#### Extracted information
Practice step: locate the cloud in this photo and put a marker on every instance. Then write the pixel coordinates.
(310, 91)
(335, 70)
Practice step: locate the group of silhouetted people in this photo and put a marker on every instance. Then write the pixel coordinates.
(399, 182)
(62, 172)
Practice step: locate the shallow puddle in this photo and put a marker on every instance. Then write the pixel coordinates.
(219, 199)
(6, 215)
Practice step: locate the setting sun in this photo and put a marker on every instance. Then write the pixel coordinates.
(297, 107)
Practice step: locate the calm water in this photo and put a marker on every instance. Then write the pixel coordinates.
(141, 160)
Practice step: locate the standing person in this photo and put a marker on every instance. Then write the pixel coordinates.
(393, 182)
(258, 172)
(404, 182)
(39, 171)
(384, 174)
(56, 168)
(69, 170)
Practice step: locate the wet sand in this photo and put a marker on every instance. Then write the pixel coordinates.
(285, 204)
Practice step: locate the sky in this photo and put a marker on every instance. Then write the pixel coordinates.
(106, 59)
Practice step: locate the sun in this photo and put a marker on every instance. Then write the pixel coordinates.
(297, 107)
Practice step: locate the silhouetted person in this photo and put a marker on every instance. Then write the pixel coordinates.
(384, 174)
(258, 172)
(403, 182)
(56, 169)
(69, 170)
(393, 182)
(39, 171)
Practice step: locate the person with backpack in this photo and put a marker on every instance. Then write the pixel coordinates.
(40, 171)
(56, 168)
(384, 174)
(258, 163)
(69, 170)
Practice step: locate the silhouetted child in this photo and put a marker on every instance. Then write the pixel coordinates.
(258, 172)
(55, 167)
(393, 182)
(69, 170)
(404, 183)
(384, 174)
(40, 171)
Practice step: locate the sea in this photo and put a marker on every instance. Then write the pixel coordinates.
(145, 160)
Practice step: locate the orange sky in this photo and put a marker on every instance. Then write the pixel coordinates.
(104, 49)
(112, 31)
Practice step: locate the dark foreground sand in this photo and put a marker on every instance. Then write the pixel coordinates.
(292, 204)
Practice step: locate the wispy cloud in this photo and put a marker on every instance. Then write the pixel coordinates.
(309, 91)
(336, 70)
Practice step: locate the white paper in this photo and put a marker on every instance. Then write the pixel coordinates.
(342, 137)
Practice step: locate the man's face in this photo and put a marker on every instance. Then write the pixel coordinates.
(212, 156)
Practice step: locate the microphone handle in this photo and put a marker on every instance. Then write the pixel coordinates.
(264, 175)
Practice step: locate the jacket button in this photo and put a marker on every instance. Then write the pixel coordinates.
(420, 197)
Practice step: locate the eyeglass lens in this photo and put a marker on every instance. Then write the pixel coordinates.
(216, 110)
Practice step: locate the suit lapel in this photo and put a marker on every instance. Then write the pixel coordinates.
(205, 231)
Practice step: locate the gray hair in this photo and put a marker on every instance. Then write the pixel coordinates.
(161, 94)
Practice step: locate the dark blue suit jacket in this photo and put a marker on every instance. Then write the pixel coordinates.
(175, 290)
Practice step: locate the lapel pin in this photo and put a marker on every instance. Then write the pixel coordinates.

#### Work to be completed
Rewrite the rows from the line holding "Practice step: locate the dark blue" through the end of the rows, inclusive. Keep each request unchanged, and increase every pixel coordinate in the answers by 50.

#### Result for this task
Practice step: locate the dark blue suit jacket in this photo and put a marker on every instance. Then write the pixel coordinates.
(225, 340)
Practice step: locate the lapel pin in this photo and put a marker on every instance. Then write the pixel coordinates.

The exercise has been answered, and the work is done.